WHAT YOU HAVE TO DO: Retype all data exactly as given. Pictures should not be retyped.

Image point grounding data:
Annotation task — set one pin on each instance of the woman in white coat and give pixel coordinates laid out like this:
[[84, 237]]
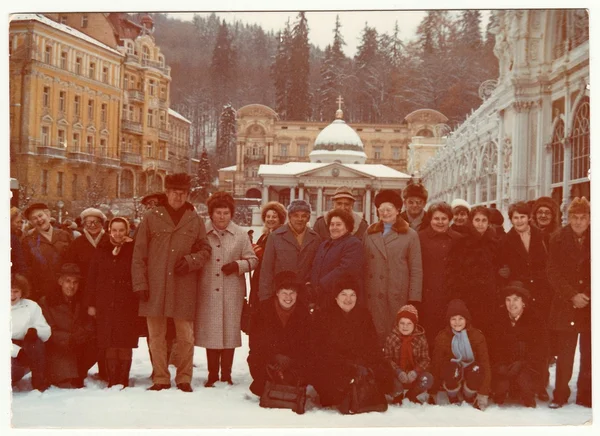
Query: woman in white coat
[[222, 288], [29, 333]]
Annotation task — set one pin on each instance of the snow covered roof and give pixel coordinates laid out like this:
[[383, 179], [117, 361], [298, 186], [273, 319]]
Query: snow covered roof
[[63, 28], [178, 115]]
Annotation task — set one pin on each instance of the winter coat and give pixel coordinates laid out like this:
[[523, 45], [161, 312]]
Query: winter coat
[[442, 353], [360, 226], [221, 297], [24, 315], [420, 347], [529, 267], [393, 273], [438, 250], [526, 341], [569, 272], [72, 329], [282, 253], [336, 259], [44, 259], [159, 244], [110, 291]]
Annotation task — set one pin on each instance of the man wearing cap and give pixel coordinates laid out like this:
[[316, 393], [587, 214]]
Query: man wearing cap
[[292, 247], [342, 199], [44, 249], [170, 248], [415, 197]]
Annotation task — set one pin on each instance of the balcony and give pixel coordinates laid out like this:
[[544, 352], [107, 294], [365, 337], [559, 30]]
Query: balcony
[[131, 126], [131, 158]]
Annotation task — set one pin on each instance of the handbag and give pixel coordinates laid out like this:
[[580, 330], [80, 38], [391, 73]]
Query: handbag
[[363, 396]]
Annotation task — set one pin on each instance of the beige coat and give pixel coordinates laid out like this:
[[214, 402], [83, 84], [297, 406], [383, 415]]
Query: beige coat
[[159, 244], [221, 297]]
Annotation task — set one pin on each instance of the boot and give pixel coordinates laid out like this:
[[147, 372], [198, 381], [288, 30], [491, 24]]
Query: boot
[[213, 359], [226, 364]]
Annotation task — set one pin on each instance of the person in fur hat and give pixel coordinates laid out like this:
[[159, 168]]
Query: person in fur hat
[[415, 198], [460, 359], [408, 352], [394, 271]]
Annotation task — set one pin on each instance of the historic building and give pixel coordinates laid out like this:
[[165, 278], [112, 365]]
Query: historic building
[[89, 109], [531, 135]]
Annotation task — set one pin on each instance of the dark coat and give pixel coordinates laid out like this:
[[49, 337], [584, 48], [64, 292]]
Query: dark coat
[[110, 291], [72, 331], [438, 250], [336, 259], [569, 272], [282, 253], [44, 259], [342, 340], [442, 353], [529, 267]]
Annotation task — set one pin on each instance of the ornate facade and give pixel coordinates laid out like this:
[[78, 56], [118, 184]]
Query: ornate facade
[[531, 135]]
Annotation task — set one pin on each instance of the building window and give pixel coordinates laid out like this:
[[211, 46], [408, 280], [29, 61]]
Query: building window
[[59, 183]]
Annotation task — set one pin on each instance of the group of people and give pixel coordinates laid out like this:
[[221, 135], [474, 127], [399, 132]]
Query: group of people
[[412, 302]]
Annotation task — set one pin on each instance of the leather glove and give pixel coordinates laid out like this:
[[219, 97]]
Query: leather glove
[[412, 376], [182, 267], [230, 268], [31, 335], [143, 295]]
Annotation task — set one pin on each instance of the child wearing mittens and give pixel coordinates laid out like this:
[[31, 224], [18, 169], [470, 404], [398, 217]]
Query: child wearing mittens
[[407, 349], [461, 360]]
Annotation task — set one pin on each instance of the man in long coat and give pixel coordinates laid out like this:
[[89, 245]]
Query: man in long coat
[[170, 248]]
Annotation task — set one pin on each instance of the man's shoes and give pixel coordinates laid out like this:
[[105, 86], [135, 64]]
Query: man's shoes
[[159, 387], [185, 387]]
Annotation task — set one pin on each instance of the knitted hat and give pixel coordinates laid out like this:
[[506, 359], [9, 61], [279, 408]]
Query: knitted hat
[[180, 181], [459, 202], [275, 206], [458, 307], [298, 206], [90, 211], [579, 206], [388, 196], [408, 311], [343, 192], [415, 190]]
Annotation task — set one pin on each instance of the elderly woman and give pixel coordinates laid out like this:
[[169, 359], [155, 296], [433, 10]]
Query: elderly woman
[[394, 272], [30, 331], [222, 288], [112, 301], [518, 348], [336, 258], [280, 336], [346, 347], [438, 246]]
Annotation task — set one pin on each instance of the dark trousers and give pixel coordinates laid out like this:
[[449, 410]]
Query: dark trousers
[[567, 343]]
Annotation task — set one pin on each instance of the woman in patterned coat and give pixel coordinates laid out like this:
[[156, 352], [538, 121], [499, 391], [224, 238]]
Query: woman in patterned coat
[[222, 288]]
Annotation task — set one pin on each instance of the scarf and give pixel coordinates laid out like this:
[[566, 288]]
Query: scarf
[[91, 239], [407, 362], [461, 348]]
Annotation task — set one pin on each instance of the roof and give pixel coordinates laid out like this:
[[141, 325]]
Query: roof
[[63, 28]]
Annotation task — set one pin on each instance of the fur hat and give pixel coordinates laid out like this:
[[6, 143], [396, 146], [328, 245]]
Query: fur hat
[[415, 190], [458, 307], [34, 206], [90, 211], [459, 202], [220, 199], [277, 207], [343, 192], [408, 311], [579, 206], [181, 181], [298, 206], [388, 196]]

COMPLETED TASK:
Annotation task — set one pin on each instance of the woman in white coat and give pixel coordinates laid out like this:
[[84, 237]]
Query: woman in white coat
[[222, 288], [29, 333]]
Annotation task — set one pin on each instance of the snow covered roof and give pixel coordinates laid out like this:
[[383, 179], [117, 361], [298, 186], [273, 319]]
Query: snow covered roof
[[63, 28], [178, 115]]
Annotation task — set one pin on each instance of the winter coat and give pixel coordinates laid out like this:
[[523, 45], [161, 312]]
Query: winter coat
[[442, 353], [360, 226], [221, 297], [24, 315], [420, 347], [529, 267], [393, 273], [438, 250], [526, 341], [569, 272], [72, 329], [282, 253], [336, 259], [44, 259], [159, 244], [110, 291]]
Annotation task — set one pin on each instance of the man wearing cap and give pixel coordinates laid out like this:
[[316, 393], [587, 214]]
Query: man wearing cap
[[292, 247], [342, 199], [44, 249], [170, 248], [415, 197]]
Annotation task — set one pin on each instance of the balcony and give pixel coordinates laid out like this:
[[544, 352], [107, 294], [365, 337], [559, 30]]
Query: balcony
[[131, 126], [131, 158]]
Annotation task — set one pin on each instance of the handbag and give pixel coordinates laid out like this:
[[580, 330], [80, 38], [391, 73]]
Query: handbag
[[363, 396]]
Annotation task — set one pin on each instance of the beige coat and give pixel coordinates laid out like this:
[[214, 402], [83, 84], [297, 406], [383, 415]]
Query: beige coat
[[159, 244], [221, 297]]
Annotation task — set one pin on each instance of the boot and give pixel coordinates laid out like this:
[[147, 372], [198, 381], [288, 30], [491, 24]]
Query: boot
[[213, 359], [226, 364]]
Annotation task — set one pin on each instance of the person in fur hat and give pixel coordinates laid out like this:
[[159, 168]]
Query: person in fur hat
[[415, 198], [460, 359], [408, 352], [394, 271]]
Annotation task — set one pin on each instance of the historic building and give pixel coordinates laid out like this:
[[165, 278], [112, 365]]
Query: historic building
[[89, 109], [531, 135]]
Annotation task — set one pin on each instance of the dark coat and give pixel coordinates laid out like this:
[[49, 337], [584, 48], [64, 292]]
Query: dark coat
[[110, 291], [72, 331], [438, 250], [336, 259], [569, 272], [282, 253], [44, 259], [342, 340], [442, 353], [529, 267]]
Annotation task — set one pin on each instance of the ornate facade and give pixel coordinates laid out like this:
[[78, 56], [118, 184]]
Query: ornate facade
[[531, 135]]
Annotation task — set one pin on each instance of the building window and give pixel coordinates laid out like this:
[[211, 46], [408, 280], [29, 61]]
Query: building window
[[59, 183]]
Annotation task — set one pin on each instance of the group of people and give pixel coordinates laid out like this:
[[221, 135], [474, 127], [399, 132]]
Query: group of people
[[412, 302]]
Annotation task — set one pin on each instance of the leather glove and give pixel coordinates laid out like this:
[[219, 97]]
Query: leather glove
[[412, 376], [182, 267], [230, 268], [31, 335], [143, 295]]
Annotation task — set one pin on each instance of the child wearing mittens and give pixel coordinates laid out like this:
[[31, 224], [18, 169], [470, 404], [398, 217]]
Query: child wearing mittens
[[407, 349], [461, 360]]
Annotation task — set one pin on each instance of the man in long coat and give pixel coordinates laid out like this:
[[89, 245]]
Query: man in long coat
[[170, 248]]
Annotation task — set one pin on each instance of the man's shoes and give pixel coordinates laid out like this:
[[105, 86], [135, 64]]
Query: man's shoes
[[159, 387], [185, 387]]
Annotation task — set one pin on each instance of the knitted hat and give pixel coordinates laid out like this:
[[506, 359], [9, 61], [279, 408]]
Query: knitted hat
[[180, 181], [459, 202], [275, 206], [458, 307], [298, 206], [90, 211], [579, 206], [388, 196], [408, 311], [343, 192], [415, 190]]
Annotation task — set one pin on each instance of the elderly woman and give pixel coordinates laid out like this:
[[169, 359], [155, 296], [433, 10]]
Query: elderly woman
[[394, 272], [30, 331], [222, 288], [112, 301], [518, 348], [336, 258], [280, 336], [346, 347], [438, 246]]
Annotation task — set one pin on each instance of the dark trousers and give pixel coordinates laid out like this:
[[449, 410]]
Query: dark trousers
[[567, 343]]
Annotation task — set one pin on each instance of the woman in patterned coat and give pixel coordinates laid out like this:
[[156, 352], [538, 121], [499, 391], [224, 238]]
Query: woman in patterned coat
[[222, 288]]
Annotation task — set one pin on each instance of the scarf and give pixel coordinates laid out like this:
[[566, 288]]
Query: scarf
[[91, 239], [407, 362], [461, 348]]
Annotation task — set one pin on each instance of the roof and give pixel coordinates laid out like this:
[[141, 325]]
Query: roof
[[63, 28]]
Annotation task — set one pin on each instance of the fur hat and give pixel coordinates laid out like this:
[[6, 143], [396, 146], [328, 245]]
Query: fur hat
[[415, 190], [458, 307], [34, 206], [90, 211], [459, 202], [220, 199], [277, 207], [343, 192], [408, 311], [579, 206], [181, 181], [298, 206], [388, 196]]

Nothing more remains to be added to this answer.